Selected passage:
Studies in zebrafish and Xenopus showed that the proportion of cells allocated to pancreatic endoderm could be increased by treating embryos with RA toward the end of gastrulation (19,20). Preliminary studies in our laboratory indicated that a 24-h pulse with RA was also able to induce GFP expression in differentiating Pdx1GFP/w ES cells and that continuous presence of RA was not required (data not shown). To determine the optimal concentration of RA in our system, ES cells differentiated for 4 days were treated with various concentrations of RA for 24 h and observed for subsequent GFP expression (Fig. 2A). The highest proportion of GFP+ EBs (>90%) formed when cultures were treated with 10−5 mol/l RA. This number peaked 3–4 days following RA treatment and decreased gradually over the next 7 days. To determine whether the time of treatment influenced the frequency of GFP+ EBs, cultures were pulsed with RA for 24 h between days 2 and 10 of differentiation. These experiments indicated that exposure of EBs to RA at day 4 yielded the highest percentage of GFP+ EBs (Fig. 2B). Examination of day 8 EBs from these cultures revealed that GFP expression was localized to epithelial structures (Fig. 2C), often in close proximity to cardiac mesoderm (data not shown).

Flow cytometric analysis indicated that GFP+ cells present in day 8 EBs treated with RA at day 4 coexpressed the epithelial marker E-cad (Fig. 3A). To determine the developmental stage represented by the GFP+ cells, RT-PCR analysis was performed on RNA from cells isolated on the basis of GFP and E-cad expression. The purity of the sorted populations was verified by RT-PCR analysis, showing that cells expressing Pdx1 and E-cad RNA were confined to GFP+ and E-cad+ fractions, respectively (Fig. 3B). This analysis indicated that the GFP+ population expressed endoderm markers including Foxa2, Hnf4α, Hnf6, and Hnf1β. Although these cells did not express genes associated with later pancreatic differentiation, the expression of Ptf1a suggests that a proportion of the GFP+ population was committed to pancreatic endoderm (21) (Fig. 3B).

Problem to solve: Name every gene that the excerpt on retinoic acid and pancreatic endoderm lists as an endoderm marker expressed by the GFP+ population.

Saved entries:
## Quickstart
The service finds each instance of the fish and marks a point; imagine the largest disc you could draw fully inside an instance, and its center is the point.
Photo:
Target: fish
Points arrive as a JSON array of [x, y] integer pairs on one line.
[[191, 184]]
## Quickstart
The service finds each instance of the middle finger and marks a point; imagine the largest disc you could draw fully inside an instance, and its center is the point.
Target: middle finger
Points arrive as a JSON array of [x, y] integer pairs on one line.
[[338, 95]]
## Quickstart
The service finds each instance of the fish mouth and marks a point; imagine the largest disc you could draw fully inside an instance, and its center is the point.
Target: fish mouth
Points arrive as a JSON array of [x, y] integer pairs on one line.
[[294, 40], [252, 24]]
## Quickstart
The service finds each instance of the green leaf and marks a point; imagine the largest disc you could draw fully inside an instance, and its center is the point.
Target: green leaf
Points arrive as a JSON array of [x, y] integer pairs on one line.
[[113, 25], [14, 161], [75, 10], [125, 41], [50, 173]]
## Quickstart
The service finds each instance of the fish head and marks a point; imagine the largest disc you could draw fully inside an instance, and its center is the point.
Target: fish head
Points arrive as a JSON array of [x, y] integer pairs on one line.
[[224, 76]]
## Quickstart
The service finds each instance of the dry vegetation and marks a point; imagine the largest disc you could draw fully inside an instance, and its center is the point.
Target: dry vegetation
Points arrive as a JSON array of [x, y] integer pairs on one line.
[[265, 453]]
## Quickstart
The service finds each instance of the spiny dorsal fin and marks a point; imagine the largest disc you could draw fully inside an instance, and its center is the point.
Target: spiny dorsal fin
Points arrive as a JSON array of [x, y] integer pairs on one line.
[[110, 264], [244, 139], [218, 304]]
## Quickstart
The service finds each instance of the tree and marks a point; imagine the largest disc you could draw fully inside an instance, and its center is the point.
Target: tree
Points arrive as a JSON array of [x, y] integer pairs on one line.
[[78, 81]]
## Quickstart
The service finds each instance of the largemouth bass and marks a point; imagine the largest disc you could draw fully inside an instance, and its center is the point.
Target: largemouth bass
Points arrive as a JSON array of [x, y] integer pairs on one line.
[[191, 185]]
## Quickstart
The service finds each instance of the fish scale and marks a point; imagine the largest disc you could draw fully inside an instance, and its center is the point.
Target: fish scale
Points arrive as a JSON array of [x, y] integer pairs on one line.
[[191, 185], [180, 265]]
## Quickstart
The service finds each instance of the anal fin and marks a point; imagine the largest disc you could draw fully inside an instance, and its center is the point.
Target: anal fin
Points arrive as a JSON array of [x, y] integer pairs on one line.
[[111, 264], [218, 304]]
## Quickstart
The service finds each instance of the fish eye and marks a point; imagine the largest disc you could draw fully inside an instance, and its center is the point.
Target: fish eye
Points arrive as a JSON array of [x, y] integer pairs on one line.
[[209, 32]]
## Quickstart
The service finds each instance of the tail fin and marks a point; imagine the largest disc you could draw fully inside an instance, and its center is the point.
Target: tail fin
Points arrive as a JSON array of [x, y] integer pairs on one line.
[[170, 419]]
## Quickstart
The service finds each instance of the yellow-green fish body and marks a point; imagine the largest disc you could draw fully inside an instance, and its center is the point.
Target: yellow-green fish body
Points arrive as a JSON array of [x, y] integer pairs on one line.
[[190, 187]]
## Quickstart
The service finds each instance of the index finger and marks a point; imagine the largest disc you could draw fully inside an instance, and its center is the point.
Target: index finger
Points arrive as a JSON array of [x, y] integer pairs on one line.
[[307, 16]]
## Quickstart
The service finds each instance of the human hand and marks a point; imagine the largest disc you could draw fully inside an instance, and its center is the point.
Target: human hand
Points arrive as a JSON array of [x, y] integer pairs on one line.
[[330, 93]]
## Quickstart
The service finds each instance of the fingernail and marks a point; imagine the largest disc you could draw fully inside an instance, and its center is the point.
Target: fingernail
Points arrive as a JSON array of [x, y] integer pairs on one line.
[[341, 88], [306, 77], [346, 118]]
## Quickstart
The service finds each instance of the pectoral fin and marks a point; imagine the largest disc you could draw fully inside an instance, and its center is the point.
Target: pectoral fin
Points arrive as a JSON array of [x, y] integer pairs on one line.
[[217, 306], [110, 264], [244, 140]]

Final answer: Foxa2, Hnf4α, Hnf6, Hnf1β